Task details: Filter the records for "white" and keep each line that has it.

Text-to-region grounding data
·····

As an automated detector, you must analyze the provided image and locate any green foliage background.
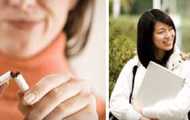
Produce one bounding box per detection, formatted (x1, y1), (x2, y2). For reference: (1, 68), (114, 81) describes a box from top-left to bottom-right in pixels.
(109, 16), (138, 96)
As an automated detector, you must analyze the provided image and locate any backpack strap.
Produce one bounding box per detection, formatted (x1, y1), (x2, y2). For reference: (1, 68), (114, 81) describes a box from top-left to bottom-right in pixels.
(129, 65), (138, 104)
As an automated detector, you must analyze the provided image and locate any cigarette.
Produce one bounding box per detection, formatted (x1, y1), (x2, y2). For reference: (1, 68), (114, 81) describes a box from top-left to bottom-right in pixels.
(13, 73), (29, 92)
(0, 71), (29, 92)
(0, 71), (11, 86)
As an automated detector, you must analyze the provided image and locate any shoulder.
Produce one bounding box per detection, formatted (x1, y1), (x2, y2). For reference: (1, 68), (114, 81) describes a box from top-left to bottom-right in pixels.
(167, 50), (190, 77)
(167, 50), (184, 70)
(125, 55), (139, 68)
(180, 60), (190, 83)
(122, 55), (139, 71)
(116, 55), (139, 80)
(182, 60), (190, 71)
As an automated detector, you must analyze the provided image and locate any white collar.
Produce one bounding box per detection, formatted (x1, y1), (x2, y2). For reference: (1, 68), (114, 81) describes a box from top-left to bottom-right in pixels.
(166, 50), (183, 71)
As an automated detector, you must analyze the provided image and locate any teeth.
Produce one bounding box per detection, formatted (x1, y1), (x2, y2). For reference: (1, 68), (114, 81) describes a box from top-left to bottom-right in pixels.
(163, 40), (172, 46)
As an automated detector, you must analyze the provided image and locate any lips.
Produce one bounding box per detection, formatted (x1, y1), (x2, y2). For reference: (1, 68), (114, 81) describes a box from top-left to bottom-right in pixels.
(6, 20), (43, 30)
(163, 40), (173, 46)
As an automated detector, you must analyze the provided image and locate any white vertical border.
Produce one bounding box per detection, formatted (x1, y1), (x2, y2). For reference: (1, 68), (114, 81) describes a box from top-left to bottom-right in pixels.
(106, 0), (109, 119)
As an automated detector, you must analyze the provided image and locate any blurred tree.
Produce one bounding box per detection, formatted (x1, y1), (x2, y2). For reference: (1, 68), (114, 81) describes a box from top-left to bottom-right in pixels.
(120, 0), (135, 14)
(109, 16), (137, 96)
(110, 0), (152, 16)
(130, 0), (152, 14)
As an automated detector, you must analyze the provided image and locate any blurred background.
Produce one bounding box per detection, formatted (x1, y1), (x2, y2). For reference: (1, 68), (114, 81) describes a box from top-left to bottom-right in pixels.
(109, 0), (190, 96)
(69, 0), (106, 98)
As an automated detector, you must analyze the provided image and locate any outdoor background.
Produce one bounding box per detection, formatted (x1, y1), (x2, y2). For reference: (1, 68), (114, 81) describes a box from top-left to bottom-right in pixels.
(109, 0), (190, 96)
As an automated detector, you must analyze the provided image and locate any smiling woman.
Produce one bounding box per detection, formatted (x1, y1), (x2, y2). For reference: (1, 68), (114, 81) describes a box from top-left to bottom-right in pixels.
(0, 0), (84, 58)
(110, 9), (190, 120)
(0, 0), (105, 120)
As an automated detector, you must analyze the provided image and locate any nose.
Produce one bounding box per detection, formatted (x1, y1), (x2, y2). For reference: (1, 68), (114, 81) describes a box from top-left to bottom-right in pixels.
(8, 0), (36, 10)
(165, 30), (173, 39)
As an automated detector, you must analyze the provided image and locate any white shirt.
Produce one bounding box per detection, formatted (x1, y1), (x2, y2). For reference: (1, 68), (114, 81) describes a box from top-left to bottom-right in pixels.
(110, 52), (190, 120)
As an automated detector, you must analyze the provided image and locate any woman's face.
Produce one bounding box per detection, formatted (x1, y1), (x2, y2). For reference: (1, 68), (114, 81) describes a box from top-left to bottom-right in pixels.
(153, 21), (175, 52)
(0, 0), (76, 58)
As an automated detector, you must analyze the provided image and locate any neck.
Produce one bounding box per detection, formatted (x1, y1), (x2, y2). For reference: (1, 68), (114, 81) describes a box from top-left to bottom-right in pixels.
(0, 33), (72, 80)
(154, 48), (166, 61)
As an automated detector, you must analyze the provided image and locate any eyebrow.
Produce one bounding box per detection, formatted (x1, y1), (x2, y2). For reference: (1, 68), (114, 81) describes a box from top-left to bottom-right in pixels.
(156, 26), (173, 31)
(155, 28), (166, 32)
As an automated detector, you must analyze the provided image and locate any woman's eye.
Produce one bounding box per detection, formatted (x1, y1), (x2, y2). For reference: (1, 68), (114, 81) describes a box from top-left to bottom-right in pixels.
(157, 31), (164, 34)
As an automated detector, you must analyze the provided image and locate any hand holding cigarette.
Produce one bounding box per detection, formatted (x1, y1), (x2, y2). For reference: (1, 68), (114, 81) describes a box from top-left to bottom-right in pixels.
(0, 72), (98, 120)
(19, 74), (98, 120)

·····

Exercise answer:
As an automated detector, you must analyze the provided image and locate any white collar.
As an automated detector, you must analyze the provided image and locate any white vertical border.
As an automated detector, you must analyze the provided image and locate any white shirt.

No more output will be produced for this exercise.